* **Work instruction**: Filter these entries down to the lines that hold the word "pixel", and show each of them.

━━━━━ Data records ━━━━━

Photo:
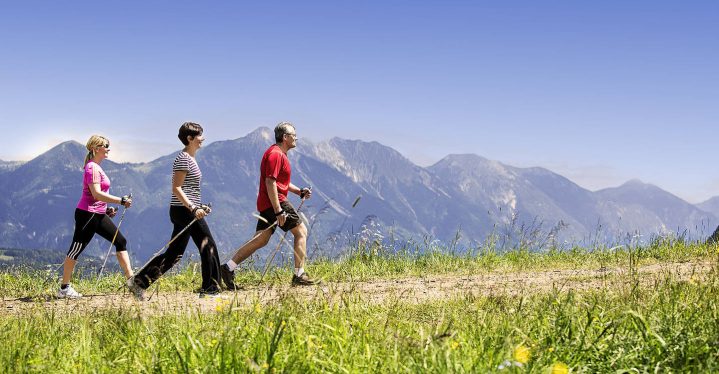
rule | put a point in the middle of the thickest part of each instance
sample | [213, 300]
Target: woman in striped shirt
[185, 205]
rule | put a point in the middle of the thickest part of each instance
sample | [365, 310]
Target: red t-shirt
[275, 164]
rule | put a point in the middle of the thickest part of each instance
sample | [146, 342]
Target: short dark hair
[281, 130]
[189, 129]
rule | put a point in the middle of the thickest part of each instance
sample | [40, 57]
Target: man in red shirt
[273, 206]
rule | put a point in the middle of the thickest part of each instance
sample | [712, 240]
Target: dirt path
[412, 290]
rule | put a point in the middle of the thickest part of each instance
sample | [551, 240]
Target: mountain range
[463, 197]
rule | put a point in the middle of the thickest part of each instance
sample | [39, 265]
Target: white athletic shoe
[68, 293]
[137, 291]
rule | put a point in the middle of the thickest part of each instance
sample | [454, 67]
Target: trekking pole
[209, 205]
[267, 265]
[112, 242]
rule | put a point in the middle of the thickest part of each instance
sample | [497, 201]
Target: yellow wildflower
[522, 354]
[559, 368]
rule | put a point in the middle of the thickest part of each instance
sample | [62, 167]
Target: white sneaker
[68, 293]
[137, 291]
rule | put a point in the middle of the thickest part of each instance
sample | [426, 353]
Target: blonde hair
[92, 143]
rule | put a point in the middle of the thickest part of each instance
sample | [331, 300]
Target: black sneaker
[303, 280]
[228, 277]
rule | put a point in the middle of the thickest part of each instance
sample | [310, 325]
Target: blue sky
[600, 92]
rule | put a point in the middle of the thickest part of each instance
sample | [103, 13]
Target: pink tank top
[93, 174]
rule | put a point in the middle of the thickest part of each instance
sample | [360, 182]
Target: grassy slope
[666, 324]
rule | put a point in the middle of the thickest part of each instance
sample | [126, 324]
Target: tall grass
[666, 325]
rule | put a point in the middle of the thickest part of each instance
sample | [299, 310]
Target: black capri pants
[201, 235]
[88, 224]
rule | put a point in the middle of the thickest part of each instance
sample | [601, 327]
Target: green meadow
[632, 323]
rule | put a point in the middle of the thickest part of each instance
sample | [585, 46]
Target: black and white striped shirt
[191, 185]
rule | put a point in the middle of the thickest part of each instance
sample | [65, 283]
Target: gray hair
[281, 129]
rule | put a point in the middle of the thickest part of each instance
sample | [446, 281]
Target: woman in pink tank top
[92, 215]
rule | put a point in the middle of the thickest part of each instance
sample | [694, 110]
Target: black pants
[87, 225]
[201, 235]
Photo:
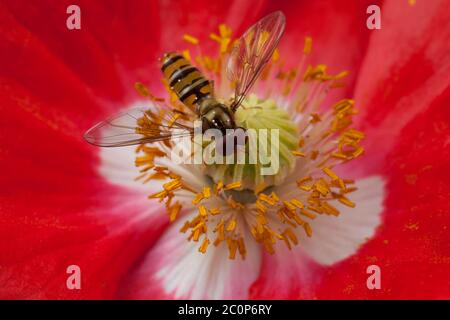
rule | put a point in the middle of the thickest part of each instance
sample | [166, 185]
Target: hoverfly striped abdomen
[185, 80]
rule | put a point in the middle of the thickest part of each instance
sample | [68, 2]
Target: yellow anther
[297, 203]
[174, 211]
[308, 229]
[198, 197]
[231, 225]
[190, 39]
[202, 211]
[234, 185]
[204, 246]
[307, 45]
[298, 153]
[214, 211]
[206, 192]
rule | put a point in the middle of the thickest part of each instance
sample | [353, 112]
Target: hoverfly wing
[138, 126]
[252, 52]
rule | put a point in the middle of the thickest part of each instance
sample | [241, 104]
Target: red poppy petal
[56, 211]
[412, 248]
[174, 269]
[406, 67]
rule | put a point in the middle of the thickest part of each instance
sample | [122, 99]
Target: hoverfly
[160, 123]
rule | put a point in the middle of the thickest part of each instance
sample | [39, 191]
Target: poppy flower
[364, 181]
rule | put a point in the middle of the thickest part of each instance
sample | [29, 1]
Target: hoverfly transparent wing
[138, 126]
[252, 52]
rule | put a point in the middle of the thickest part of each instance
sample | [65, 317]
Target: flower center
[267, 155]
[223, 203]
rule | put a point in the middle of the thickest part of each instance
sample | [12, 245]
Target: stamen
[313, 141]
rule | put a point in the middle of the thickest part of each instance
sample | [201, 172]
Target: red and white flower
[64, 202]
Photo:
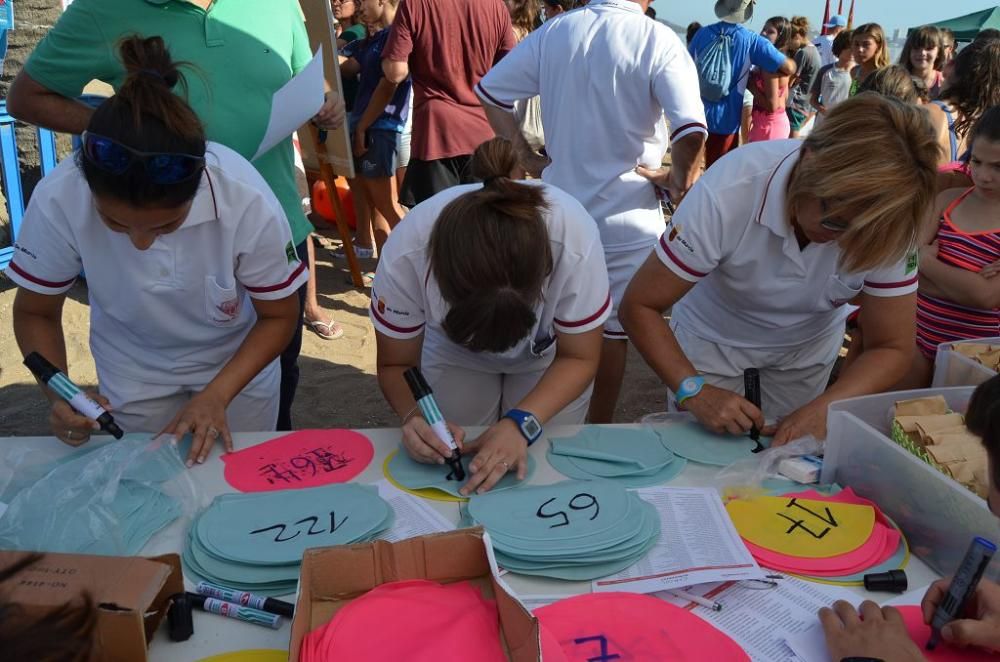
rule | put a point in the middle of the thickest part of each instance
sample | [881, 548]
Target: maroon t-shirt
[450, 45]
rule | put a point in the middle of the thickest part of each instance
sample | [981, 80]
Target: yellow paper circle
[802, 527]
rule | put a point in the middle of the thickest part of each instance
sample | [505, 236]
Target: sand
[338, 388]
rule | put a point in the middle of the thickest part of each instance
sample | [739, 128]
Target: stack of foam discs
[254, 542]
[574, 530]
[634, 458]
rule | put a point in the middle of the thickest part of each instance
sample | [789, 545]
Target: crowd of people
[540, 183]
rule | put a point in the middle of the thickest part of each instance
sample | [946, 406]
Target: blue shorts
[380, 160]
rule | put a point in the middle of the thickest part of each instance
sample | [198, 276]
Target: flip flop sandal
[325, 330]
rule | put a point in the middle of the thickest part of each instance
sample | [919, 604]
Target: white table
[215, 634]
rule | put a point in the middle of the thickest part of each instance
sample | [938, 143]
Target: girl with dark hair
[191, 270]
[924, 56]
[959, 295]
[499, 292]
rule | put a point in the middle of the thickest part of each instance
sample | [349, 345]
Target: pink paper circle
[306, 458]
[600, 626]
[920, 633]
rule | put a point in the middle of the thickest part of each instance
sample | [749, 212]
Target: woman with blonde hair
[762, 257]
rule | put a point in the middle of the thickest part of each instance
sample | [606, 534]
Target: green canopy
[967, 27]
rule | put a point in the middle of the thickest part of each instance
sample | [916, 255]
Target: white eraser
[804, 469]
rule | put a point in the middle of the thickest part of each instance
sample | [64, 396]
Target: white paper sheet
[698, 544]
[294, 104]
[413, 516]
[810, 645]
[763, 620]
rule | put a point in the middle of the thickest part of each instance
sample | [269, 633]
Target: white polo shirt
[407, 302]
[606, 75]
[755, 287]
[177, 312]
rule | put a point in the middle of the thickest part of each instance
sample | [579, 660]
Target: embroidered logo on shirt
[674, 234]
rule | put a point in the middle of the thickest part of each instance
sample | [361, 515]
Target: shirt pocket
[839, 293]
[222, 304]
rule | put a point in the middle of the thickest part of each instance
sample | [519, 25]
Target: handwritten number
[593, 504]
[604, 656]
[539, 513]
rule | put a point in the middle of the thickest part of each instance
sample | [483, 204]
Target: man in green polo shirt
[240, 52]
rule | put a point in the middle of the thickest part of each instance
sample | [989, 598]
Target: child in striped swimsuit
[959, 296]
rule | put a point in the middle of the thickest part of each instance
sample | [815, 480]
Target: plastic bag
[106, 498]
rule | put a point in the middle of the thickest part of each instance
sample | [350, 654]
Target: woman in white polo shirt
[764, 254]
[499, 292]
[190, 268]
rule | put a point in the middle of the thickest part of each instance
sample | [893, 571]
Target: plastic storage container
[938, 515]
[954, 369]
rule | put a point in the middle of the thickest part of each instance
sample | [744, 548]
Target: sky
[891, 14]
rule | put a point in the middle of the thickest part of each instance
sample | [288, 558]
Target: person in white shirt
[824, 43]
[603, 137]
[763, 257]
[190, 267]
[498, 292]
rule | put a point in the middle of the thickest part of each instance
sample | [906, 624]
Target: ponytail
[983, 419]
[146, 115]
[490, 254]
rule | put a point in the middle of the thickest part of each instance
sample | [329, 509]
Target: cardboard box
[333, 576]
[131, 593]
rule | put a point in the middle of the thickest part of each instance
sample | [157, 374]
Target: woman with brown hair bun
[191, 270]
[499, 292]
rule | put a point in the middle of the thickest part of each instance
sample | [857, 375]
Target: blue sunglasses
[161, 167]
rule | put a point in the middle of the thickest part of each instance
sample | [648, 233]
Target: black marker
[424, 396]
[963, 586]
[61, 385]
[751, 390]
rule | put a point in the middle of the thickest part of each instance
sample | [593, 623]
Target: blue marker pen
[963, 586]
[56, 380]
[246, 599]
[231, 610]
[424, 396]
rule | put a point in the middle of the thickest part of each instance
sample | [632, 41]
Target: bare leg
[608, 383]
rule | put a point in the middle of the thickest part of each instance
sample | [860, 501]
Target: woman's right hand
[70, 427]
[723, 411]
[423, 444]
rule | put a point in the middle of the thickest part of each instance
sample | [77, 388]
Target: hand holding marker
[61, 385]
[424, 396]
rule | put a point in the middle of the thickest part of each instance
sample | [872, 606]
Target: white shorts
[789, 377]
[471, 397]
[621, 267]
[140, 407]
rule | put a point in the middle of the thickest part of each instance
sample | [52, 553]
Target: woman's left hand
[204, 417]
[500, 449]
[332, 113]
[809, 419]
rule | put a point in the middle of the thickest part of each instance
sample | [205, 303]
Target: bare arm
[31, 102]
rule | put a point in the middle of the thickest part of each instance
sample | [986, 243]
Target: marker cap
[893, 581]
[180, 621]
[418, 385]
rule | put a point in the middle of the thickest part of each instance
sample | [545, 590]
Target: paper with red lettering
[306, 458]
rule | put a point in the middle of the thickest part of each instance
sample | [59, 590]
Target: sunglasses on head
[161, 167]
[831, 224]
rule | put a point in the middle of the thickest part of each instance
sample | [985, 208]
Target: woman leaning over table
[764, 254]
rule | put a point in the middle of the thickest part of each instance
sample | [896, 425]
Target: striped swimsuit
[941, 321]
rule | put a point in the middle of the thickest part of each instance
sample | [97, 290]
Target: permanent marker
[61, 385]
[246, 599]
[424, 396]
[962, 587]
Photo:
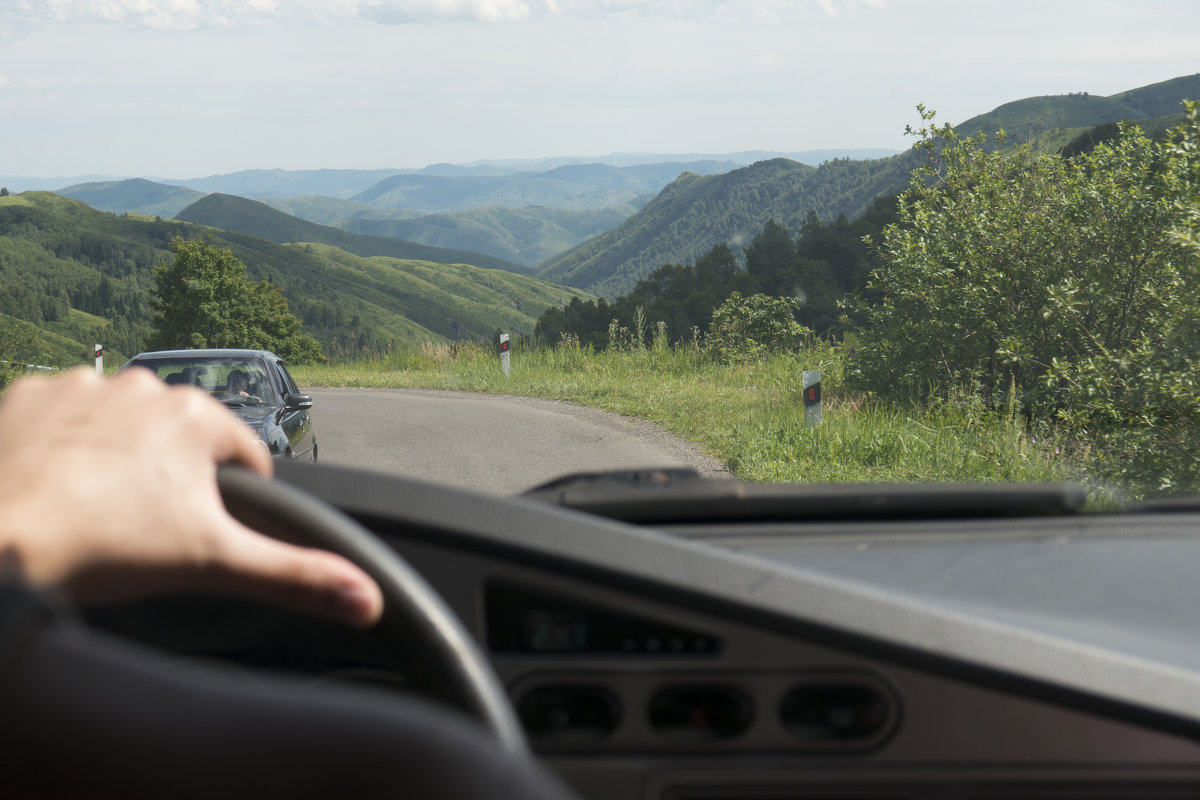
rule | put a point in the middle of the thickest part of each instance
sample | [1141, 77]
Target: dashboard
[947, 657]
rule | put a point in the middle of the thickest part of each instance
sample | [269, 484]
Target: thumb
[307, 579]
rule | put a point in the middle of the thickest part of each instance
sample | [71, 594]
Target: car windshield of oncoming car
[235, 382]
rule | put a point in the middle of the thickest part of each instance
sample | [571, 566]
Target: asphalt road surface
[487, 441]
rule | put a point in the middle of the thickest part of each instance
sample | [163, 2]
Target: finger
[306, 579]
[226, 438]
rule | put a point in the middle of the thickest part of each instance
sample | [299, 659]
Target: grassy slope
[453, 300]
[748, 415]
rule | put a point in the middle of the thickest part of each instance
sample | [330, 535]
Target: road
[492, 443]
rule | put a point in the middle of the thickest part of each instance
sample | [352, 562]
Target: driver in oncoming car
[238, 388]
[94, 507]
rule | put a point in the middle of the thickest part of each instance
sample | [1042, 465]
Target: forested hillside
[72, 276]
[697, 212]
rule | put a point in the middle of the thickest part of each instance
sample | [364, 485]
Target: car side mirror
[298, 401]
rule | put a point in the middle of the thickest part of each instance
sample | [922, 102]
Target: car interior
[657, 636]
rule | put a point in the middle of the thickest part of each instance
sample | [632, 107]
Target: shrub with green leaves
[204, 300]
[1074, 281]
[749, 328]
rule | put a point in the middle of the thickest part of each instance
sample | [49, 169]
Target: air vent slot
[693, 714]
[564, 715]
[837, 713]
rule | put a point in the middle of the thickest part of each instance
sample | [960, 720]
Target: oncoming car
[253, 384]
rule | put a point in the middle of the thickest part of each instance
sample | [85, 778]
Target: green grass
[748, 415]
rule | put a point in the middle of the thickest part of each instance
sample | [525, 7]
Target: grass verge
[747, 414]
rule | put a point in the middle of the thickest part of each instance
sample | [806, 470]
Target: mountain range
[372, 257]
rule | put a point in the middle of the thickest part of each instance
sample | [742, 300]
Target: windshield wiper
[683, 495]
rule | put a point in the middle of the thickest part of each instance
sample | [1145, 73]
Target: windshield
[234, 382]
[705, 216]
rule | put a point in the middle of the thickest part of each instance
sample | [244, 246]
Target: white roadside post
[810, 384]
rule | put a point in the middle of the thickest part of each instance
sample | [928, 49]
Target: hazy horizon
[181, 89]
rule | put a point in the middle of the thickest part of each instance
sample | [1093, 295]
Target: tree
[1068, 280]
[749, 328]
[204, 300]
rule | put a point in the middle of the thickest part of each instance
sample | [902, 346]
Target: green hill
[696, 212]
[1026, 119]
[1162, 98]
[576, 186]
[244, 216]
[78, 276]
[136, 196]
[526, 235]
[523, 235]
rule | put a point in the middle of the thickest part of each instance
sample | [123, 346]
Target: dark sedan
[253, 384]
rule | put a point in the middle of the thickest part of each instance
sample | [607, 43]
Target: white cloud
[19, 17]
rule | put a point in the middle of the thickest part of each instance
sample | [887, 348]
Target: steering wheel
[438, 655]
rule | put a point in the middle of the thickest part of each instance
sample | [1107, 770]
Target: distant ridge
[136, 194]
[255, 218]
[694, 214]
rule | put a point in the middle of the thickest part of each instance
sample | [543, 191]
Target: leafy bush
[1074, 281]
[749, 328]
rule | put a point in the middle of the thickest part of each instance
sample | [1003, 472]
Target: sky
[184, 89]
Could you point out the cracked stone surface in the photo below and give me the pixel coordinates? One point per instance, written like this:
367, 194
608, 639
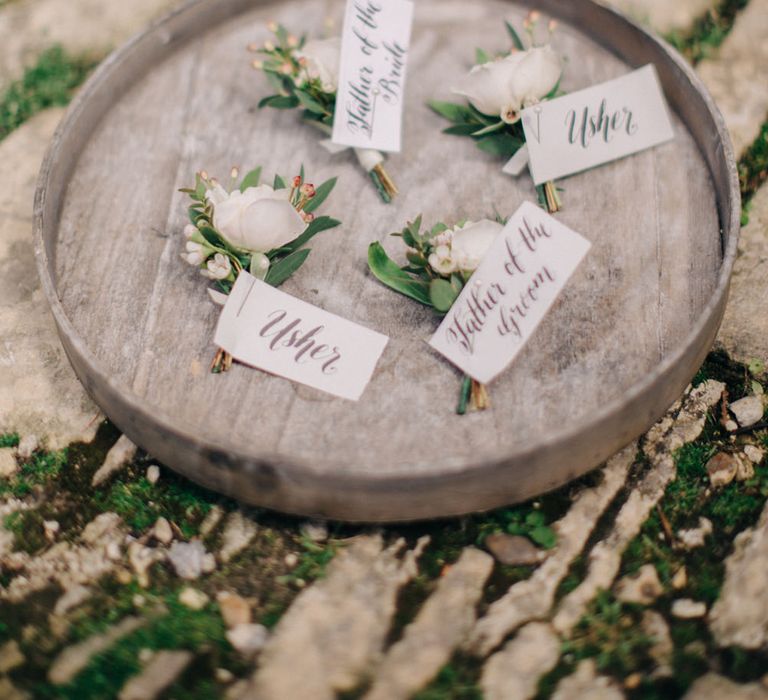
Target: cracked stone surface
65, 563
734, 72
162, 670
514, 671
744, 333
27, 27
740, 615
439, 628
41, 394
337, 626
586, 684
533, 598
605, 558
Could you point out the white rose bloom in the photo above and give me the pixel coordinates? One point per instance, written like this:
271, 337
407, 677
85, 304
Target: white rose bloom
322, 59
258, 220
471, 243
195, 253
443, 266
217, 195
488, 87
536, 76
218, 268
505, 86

━━━━━

* **Finished task**:
Could you point out the cracked stone surface in the photo below and give me the pixel coordinates? One point per instance, written like this:
Could you point out the white rose bloom in the photo above and give me the pixel coordinates? One point per instance, written like this:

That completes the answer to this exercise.